Excerpts from point annotation data
=-=-=

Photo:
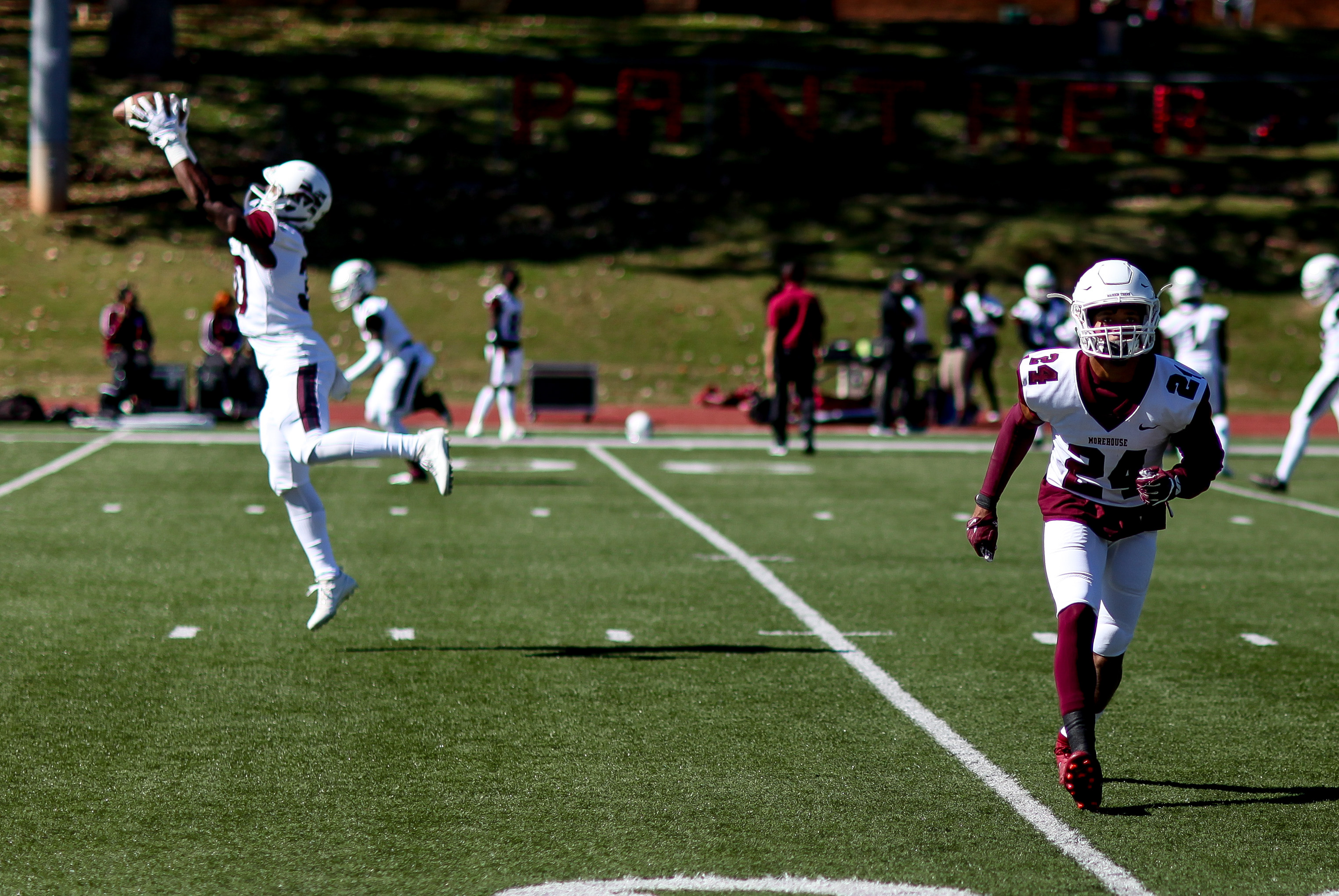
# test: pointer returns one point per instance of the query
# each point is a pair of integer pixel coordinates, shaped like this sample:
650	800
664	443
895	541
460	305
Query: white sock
307	513
481	406
358	442
505	406
1220	426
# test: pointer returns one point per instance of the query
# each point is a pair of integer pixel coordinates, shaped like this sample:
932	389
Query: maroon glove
983	534
1156	485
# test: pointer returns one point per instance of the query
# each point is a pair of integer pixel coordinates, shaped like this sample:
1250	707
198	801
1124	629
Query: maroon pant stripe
308	405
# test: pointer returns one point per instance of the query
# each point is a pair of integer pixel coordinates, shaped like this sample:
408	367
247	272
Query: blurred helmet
1321	278
1186	284
1115	283
638	428
1038	282
350	282
297	191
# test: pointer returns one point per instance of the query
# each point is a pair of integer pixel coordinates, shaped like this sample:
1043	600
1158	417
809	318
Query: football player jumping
1319	287
504	355
1115	408
270	280
1199	336
398	389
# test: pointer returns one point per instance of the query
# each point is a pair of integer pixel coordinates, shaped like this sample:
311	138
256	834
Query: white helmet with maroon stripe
297	191
1115	283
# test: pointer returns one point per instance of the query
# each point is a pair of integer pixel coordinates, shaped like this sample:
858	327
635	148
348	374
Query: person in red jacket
790	353
128	345
1115	408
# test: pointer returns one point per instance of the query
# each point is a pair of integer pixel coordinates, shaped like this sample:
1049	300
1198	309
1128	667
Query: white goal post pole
49	106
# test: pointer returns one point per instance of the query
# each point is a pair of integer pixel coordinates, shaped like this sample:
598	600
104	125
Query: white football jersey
1330	331
509	314
1194	332
395	336
272	302
1089	460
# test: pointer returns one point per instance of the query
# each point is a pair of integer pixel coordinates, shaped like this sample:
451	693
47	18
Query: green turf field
512	742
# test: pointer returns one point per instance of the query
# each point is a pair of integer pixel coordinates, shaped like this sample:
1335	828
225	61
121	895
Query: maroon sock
1076	677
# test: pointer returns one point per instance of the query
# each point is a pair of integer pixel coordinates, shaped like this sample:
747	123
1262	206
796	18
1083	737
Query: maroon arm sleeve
1201	455
1011	446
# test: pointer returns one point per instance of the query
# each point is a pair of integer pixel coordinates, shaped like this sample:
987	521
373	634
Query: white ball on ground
638	428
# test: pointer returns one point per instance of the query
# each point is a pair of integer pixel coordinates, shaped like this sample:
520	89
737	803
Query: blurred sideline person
1199	336
270	280
231	383
1043	322
1319	287
987	313
955	362
505	359
891	377
128	345
398	387
1115	408
790	354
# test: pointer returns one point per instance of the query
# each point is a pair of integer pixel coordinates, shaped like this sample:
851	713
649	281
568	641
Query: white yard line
1070	842
1275	499
59	464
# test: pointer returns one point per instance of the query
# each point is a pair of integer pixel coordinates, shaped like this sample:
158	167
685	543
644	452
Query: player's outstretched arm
1018	429
165	118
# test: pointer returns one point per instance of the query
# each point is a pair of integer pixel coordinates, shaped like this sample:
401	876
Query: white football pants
391	397
295	433
1319	396
1109	576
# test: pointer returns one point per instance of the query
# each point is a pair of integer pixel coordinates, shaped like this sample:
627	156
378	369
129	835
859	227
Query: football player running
504	355
270	280
1319	287
1199	335
398	387
1042	318
1115	408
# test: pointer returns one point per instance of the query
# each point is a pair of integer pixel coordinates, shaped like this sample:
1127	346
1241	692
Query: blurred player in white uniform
398	389
1199	336
1042	318
270	282
1115	408
504	357
1319	287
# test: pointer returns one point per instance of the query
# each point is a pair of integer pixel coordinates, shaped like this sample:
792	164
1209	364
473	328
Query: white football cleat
330	595
434	456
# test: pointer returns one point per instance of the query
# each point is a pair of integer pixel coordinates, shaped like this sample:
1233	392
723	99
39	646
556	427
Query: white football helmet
297	191
1321	278
1186	284
351	282
1115	283
1038	282
638	428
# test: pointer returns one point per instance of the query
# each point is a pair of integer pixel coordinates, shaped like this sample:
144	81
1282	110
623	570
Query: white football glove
165	121
340	387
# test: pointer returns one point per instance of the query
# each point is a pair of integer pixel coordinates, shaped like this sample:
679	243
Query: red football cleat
1082	777
1062	752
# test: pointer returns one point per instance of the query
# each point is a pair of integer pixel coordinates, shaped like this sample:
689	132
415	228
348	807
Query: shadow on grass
608	653
1278	796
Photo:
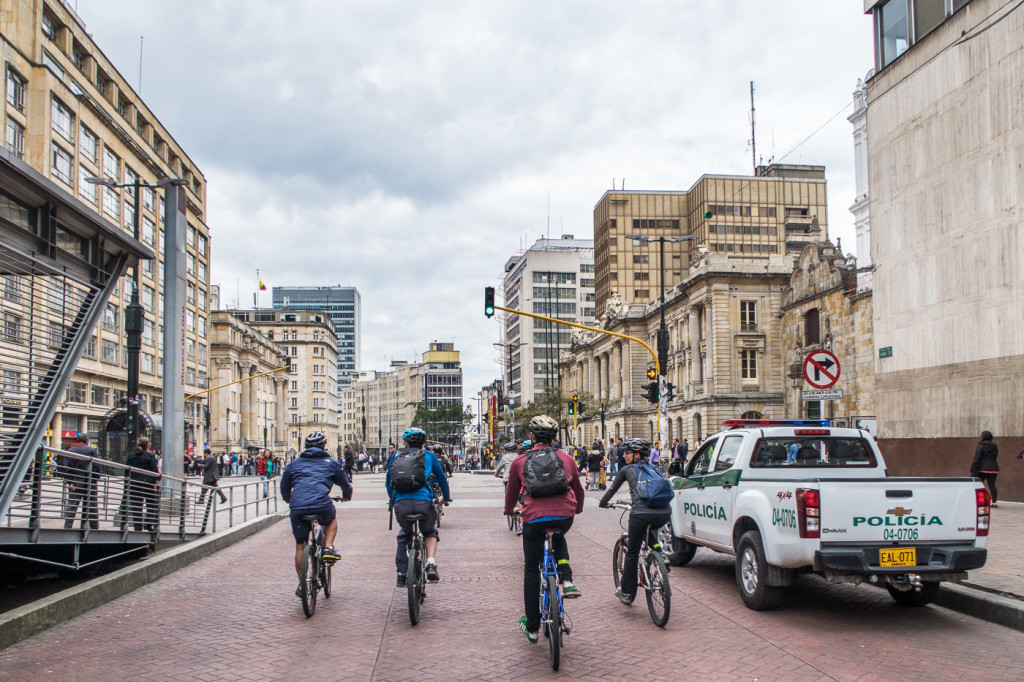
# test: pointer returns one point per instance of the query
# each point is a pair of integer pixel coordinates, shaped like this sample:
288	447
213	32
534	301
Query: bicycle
553	619
652	569
416	582
315	570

=-=-=

▶ TASK OBJECTIVE
Please write out all of the material above without changing a word, and omit any pictures.

▶ RESPONSE
Photo:
# test: pointer returns one point per instance of the query
# each point is a pair of integer pixel coordinates, shaped like this sample:
650	800
664	443
895	541
460	305
Query: white sock
307	513
481	406
358	442
505	406
1220	426
# test: pointer returns one point per instance of the query
# each point is a pair of integer pixel coordinates, shaped like this sample:
932	389
Query: maroon glove
983	534
1156	485
# test: pointer returns one point per instance of the query
# each point is a pair of integer pixel coordinates, shaped like this sample:
1250	707
198	801
1124	629
Query: maroon pant stripe
308	405
# test: pointer returns one point per instance of the query
# each point is a pair of integer pixel coordinates, shaped like this sample:
408	367
247	272
Query: blurred helmet
1321	278
1186	284
1115	283
638	428
1038	282
350	282
297	191
# test: pointer returns one point per instance of the query
# each point is a pair of integer pixel coordinates, shaped like this sample:
1043	600
1158	417
809	318
Query: football player jumping
1319	287
504	355
1115	408
270	280
1199	336
398	389
# test: pointer returns one point per instance of the query
# each point is a pair of integer pixel coordinates, shaped like this sample:
311	138
256	834
Query: white helmet with maroon stripe
297	191
1115	283
# test: pointer returns one point per instance of the query
# each point is a pair of integer pixel coordinates, shaped like this sample:
858	327
635	148
348	374
Query: person in red jacket
790	353
128	345
1115	408
# test: pointer returns one point per instance of the query
# each point is a pair of integer pixel coordinates, shaped like this sample:
1049	300
1198	309
1128	667
Query: white goal post pole
49	106
# test: pointer returns one point per instance of the query
# each point is a pair of integer pixel coordinates, shaped like this sample:
598	600
104	125
Query: white football jersey
1330	331
509	314
1194	332
395	336
272	302
1089	460
# test: pointer returns one point per instance of the query
# each point is a pair of integer pixel coordinates, shaped like this sample:
451	693
47	18
Query: green turf field
512	742
# test: pointer returns one point per instance of the query
# each point is a pair of integer pixel coordinates, shaped like this sample:
1335	828
225	61
121	895
Query: maroon sock
1076	677
# test: pointer returns one point per instance of the query
# each point is a pair of integer pixel coordinates, shaped like this sample:
747	123
1262	206
796	18
1083	737
Query: maroon arm sleeve
1201	455
1011	446
# test: pointer returns one point per instance of the query
# each point is a pair of integer pixel coordinates, shaped like this sample:
987	521
373	634
Query: white ball on ground
638	428
# test: pointer returns one point per instance of the query
# each point is a pair of integer pixel coordinates, shaped like this sample:
520	89
737	803
Query: blurred sideline person
1199	336
270	280
231	383
1043	322
1319	287
987	313
955	362
505	359
891	377
128	345
398	387
1115	408
790	354
# test: pointer returns one point per instance of the query
# each point is a pair of integer pixel coordinates, shaped like this sample:
851	713
649	281
568	641
Query: white yard line
1070	842
1275	499
59	464
# test: pointer returns one point per instance of the query
# each point is a pair of integer pixel coordinates, shaped like this sample:
158	167
685	543
644	452
Query: player's outstretched arm
1018	429
165	118
# test: pointer returns one point per instance of the query
# each point is a pair of integer pixel coordinates, shaped like this sample:
401	876
Query: white football pants
391	397
295	433
1319	396
1109	576
# test: pointer returns one point per instance of the query
# each point is a pair of integer pixel coordinates, shaped like this sample:
627	156
378	369
129	835
859	227
Query: football player running
504	355
270	280
1319	287
1199	335
398	387
1042	318
1115	408
# test: pointer returns one point per instance of the query
# each point is a pair of integer pixel coordinates, shaped like this sample:
1127	346
1241	692
Query: blurred player in white uniform
398	389
1199	336
1042	318
270	282
1115	408
504	357
1319	287
# test: pointer returns one point per instance of the query
# each point is a pair of integer pixel coordinates, shaped like this sample:
792	164
1209	364
473	328
Query: white football cleat
330	595
434	456
# test: pointer returns one point per instance of the query
# each point is a pair of integer pixel coordinates, shaped like this sample:
1233	392
723	99
39	646
556	427
Query: white football helmet
297	191
1321	278
1186	284
351	282
1115	283
1038	282
638	428
# test: pointer returns one point per instance of the query
# each point is a pair of integer pixel coordinates, shaped like this sample:
144	81
1282	110
623	570
Query: white football glove
165	121
340	387
# test: pointer returns one point per instance of the query
# each point is a pair of integer pixel coordinates, shaped like this sample:
679	243
Query: red football cleat
1082	777
1062	752
# test: pointer returns one point per instance of the query
# each point is a pair of integer pixel coordinates, shaped like this sample:
689	132
415	228
348	807
Query: shadow on grass
608	653
1278	796
Photo:
# test: pointer returns one point per instance of the query
# each point is a pair of integer pixel coordinates, shaped like this sample:
288	447
213	32
534	301
Query: bicycle
553	619
652	569
416	582
315	570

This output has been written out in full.